_The task_:
Please sum up the bank holiday forum thread in two sentences.

_Passage given_:
# Next Weekend Bank Holiday



## rocky1968 (Nov 10, 2011)

next week end is bank holiday any ideas where to go i am in midlands


----------



## barryd (May 9, 2008)

What sort of stuff do you like? If it was me for a short 3 day trip I wouldnt go far. Probably go wilding in the Lake District which is only an hour for us. Wales? Peak District?


----------



## GerryD (Sep 20, 2007)

Many rallies are likely to be cancelled due to waterlogged ground. Most campsites are already fully booked.
Gerry


----------



## barryd (May 9, 2008)

Thats what I like about wild camping. You dont have to book or worry about full campsites or CL's and the majority of spots that we have stopped on are either gravel car parks or picnic spots or tarmac. Very few are just grass.


----------



## Mrplodd (Mar 4, 2008)

I would think a wise investment would be a periscope, snorkel, fins, life jackets and a wet suits for everyone :lol: :lol: 

Have you seen the 5 day forecast??? If not you might like to look at it before finalising any plans!!


----------



## bmb1uk (Jul 8, 2009)

Shuggy68 said:


> next week end is bank holiday any ideas where to go i am in midlands


you could try huttoft car terrace on the east coast,park next to beach free


----------



## mrbricolage (Jun 30, 2008)

bmb1uk said:


> Shuggy68 said:
> 
> 
> > next week end is bank holiday any ideas where to go i am in midlands
> ...


 :lol:


----------



## Briarose (Oct 9, 2007)

bmb1uk said:


> Shuggy68 said:
> 
> 
> > next week end is bank holiday any ideas where to go i am in midlands
> ...


Ermn check first before setting off......the council working their way from Moggs Eye to all the car parks up there......the dreaded height barriers.


----------



## steco1958 (Mar 5, 2009)

Hugh

If I was not working (Peterborough)

I would be off to Ashurst in the new forest, it may be a little wet, however because of that there will be less tents than usual, and there are some wonderful pitches big enough and strong enough to hold a MH of your size.

Some nice places to visit also.

Steve


----------



## gnscloz (Oct 4, 2008)

hereford c&cc club site, one of nicest sites been on 
weather forecast sat sun and mon not too bad :lol:


----------

_Given entries_:
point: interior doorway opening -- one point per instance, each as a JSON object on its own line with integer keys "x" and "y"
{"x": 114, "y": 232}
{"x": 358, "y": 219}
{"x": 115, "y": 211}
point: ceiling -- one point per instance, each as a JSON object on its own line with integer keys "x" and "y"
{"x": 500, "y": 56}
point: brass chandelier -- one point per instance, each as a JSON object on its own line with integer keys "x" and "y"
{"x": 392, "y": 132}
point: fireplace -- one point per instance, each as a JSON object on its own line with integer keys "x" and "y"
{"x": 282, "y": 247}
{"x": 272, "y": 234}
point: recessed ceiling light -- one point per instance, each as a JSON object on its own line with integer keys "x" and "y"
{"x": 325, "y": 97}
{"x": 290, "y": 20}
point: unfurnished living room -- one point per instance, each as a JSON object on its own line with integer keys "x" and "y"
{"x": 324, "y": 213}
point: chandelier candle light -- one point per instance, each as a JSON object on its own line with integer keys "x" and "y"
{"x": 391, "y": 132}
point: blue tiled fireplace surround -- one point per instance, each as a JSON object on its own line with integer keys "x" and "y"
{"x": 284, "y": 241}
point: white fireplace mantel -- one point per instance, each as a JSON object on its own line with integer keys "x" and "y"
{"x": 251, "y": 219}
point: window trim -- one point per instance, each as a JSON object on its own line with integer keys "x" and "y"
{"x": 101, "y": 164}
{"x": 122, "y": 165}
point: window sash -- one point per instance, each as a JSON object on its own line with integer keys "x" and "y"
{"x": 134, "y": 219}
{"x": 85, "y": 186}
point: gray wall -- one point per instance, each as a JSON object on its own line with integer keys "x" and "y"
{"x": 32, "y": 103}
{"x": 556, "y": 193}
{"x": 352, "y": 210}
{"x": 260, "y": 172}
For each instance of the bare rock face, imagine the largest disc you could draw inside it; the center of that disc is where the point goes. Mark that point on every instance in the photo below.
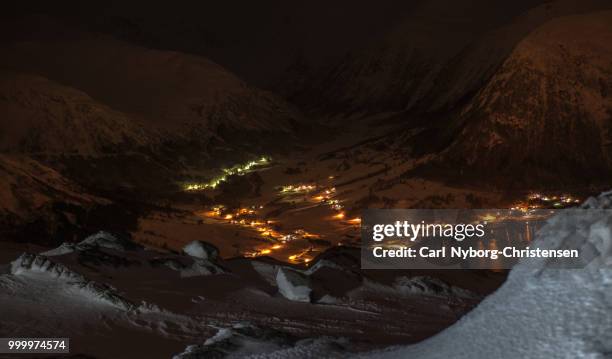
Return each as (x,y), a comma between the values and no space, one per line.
(548,109)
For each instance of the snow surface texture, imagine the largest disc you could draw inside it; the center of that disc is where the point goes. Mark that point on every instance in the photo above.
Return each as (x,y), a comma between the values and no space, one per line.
(203,250)
(101,240)
(33,267)
(245,341)
(540,312)
(293,285)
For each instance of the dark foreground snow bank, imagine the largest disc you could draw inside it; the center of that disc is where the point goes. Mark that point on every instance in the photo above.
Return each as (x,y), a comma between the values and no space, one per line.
(540,312)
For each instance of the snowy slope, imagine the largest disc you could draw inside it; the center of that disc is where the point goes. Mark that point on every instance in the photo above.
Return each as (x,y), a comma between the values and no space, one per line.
(28,187)
(189,96)
(548,108)
(540,312)
(41,116)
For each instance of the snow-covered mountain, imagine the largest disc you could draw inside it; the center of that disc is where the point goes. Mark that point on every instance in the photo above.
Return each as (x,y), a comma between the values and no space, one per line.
(189,97)
(435,58)
(107,286)
(547,109)
(37,201)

_Solution below_:
A member in the Midlands asks for ideas on where to go over the coming bank holiday weekend, and replies suggest the Lake District, Wales, the Peak District, the free car terrace at Huttoft on the east coast, Ashurst in the New Forest and the Hereford C&CC club site. Others warn that many rallies are likely to be cancelled because of waterlogged ground, that most campsites are already fully booked, that the five-day forecast is worth checking first and that the council is putting height barriers on car parks from Moggs Eye onward.